■ TO BE DONE: Take the line containing "Place one keypoint per instance of the tile" and all lines after it to the end of the records, and output them exactly.

■ ■ ■

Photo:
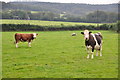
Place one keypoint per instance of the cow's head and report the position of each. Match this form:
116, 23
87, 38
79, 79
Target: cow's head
34, 35
86, 34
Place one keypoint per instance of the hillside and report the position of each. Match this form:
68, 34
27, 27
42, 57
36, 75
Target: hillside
69, 8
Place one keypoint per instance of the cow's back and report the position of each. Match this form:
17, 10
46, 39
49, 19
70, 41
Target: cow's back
98, 38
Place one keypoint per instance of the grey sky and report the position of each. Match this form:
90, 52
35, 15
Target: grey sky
73, 1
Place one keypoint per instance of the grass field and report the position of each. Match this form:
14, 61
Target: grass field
58, 55
43, 23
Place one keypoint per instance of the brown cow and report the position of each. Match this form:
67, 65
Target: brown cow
24, 37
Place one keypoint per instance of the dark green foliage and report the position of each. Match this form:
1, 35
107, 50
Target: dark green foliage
60, 12
28, 27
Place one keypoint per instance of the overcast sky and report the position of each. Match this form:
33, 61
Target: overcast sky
73, 1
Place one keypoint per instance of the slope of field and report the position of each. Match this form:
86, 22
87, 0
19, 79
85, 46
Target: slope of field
43, 23
58, 55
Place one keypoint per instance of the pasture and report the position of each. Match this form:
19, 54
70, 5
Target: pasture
58, 55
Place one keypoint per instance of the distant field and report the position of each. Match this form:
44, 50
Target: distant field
58, 55
43, 23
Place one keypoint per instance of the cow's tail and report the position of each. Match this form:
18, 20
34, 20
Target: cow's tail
100, 35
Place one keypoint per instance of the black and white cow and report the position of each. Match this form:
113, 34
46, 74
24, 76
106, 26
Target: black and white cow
93, 41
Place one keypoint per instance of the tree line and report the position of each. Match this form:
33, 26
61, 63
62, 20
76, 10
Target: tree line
93, 17
28, 27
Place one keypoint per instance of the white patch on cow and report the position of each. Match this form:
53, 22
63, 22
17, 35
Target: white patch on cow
73, 34
96, 52
92, 56
86, 35
16, 45
34, 35
97, 46
89, 47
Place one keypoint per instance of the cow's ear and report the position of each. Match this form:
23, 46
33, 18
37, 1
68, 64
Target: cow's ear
90, 32
82, 32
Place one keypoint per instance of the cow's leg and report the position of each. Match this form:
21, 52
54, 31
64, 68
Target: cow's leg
96, 52
88, 53
101, 50
92, 53
16, 43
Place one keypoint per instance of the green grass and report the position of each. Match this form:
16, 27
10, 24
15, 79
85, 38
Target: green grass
44, 23
58, 55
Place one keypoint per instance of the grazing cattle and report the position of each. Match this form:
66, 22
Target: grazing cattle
93, 41
73, 34
24, 37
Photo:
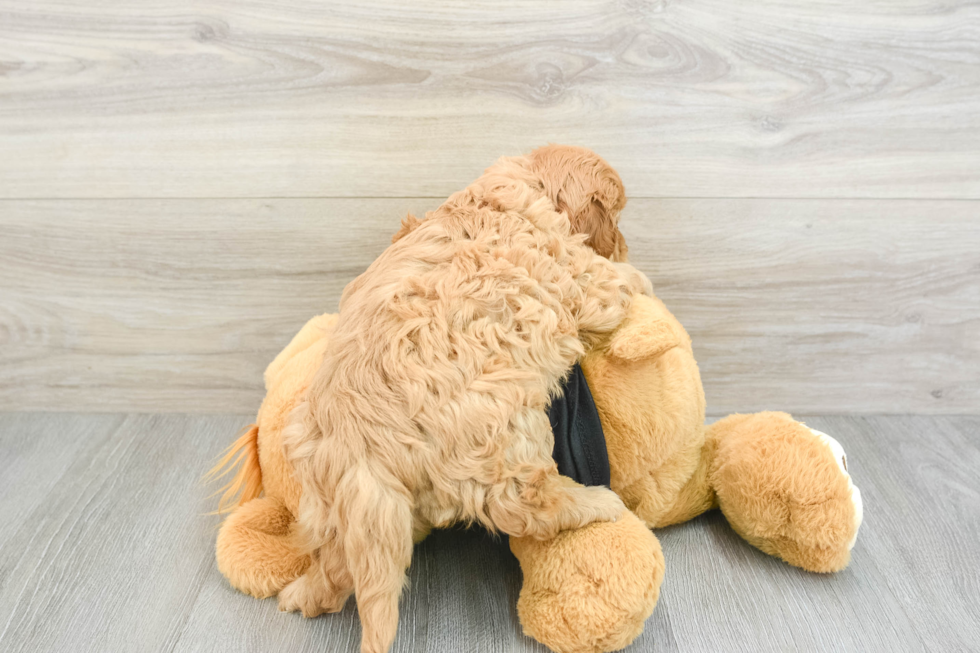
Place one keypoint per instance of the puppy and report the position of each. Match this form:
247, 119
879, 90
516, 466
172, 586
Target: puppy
430, 405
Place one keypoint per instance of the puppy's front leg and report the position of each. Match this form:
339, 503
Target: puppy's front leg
607, 291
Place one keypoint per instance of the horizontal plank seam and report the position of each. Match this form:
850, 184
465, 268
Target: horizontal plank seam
435, 197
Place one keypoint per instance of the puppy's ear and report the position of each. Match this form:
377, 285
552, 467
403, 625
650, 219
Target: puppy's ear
588, 190
409, 222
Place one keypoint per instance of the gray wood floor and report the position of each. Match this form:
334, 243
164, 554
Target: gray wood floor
105, 546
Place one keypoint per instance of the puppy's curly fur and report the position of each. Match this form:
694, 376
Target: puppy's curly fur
430, 405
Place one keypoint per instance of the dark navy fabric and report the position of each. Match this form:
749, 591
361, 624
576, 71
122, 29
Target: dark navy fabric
580, 446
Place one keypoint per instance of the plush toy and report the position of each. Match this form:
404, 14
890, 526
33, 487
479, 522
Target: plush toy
782, 486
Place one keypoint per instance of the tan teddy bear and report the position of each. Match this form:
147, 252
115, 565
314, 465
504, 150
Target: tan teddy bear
782, 486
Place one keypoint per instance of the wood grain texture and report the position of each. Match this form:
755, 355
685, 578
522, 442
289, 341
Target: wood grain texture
700, 98
812, 306
110, 551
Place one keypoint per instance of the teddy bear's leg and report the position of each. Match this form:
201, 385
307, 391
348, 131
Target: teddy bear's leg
785, 488
257, 550
589, 590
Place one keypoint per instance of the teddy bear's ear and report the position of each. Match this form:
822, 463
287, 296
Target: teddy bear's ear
648, 331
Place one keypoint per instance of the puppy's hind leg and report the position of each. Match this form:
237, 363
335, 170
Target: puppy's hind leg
536, 500
378, 543
326, 585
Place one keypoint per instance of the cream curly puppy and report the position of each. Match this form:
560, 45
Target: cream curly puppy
430, 407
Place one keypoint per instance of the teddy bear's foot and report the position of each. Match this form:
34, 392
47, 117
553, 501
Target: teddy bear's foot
841, 459
786, 489
589, 590
311, 595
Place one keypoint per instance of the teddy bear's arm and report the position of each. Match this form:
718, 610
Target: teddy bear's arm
648, 331
315, 329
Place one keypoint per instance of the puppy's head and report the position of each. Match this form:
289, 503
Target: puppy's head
587, 189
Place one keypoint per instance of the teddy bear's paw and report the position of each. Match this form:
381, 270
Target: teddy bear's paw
841, 459
311, 597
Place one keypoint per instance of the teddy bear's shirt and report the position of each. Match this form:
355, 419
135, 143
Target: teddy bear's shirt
580, 446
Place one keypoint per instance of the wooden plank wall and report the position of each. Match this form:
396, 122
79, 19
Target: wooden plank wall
183, 183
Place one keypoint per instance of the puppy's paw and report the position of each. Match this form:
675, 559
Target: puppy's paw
638, 282
310, 597
606, 504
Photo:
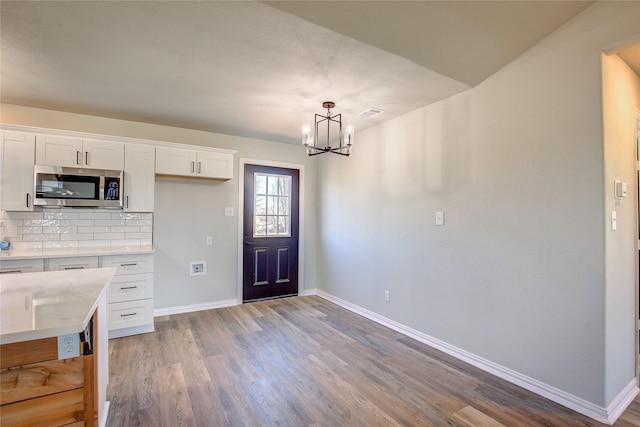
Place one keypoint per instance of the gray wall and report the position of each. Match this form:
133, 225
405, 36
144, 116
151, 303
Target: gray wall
517, 274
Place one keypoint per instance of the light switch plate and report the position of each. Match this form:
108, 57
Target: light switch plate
197, 268
68, 346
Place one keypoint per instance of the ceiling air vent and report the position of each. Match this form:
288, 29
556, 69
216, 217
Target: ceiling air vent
370, 113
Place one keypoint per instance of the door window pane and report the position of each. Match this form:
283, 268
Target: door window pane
272, 207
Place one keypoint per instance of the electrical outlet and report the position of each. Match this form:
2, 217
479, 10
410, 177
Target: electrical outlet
197, 268
68, 346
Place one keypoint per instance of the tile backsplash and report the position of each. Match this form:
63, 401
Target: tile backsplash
76, 228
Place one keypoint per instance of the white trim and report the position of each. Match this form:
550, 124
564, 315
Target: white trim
113, 138
301, 187
606, 415
167, 311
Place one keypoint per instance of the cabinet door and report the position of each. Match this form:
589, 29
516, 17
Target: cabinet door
72, 263
214, 165
103, 155
59, 151
139, 178
17, 171
175, 161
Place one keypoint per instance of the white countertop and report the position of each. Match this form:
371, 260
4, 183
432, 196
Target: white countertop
73, 252
50, 303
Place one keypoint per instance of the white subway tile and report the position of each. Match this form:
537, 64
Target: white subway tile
139, 222
60, 230
93, 229
23, 215
138, 235
125, 229
60, 214
41, 222
13, 223
26, 246
110, 222
94, 215
88, 236
10, 231
60, 244
94, 243
108, 236
30, 230
77, 222
125, 243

■ ■ ■

■ THE RESPONSE:
Place one keypoint per instance of the tile backsplash and report the position of each. Match this form:
63, 401
Target: tile backsplash
76, 228
Place one keypoint per instance of the white trim and report the position of each. Match this form:
550, 124
564, 315
Target: white trim
113, 138
301, 187
606, 415
167, 311
Place one keypoint per instance of the cabinet door and report the position of each. Match this form:
589, 29
516, 17
Target: cabinet door
72, 263
214, 165
103, 155
59, 151
139, 178
17, 171
175, 161
Place one keypoint per instance of the white countertop and report the position of each. Match this form:
371, 260
4, 183
432, 196
Target: white countertop
73, 252
50, 303
Place one keypoint per instance of the white subway tile and report the position of each. Match this form:
537, 64
Target: white subway tile
139, 222
60, 230
93, 229
23, 215
138, 235
125, 229
60, 214
41, 222
13, 223
26, 246
110, 222
94, 215
88, 236
10, 231
60, 244
94, 243
108, 236
30, 230
77, 222
125, 243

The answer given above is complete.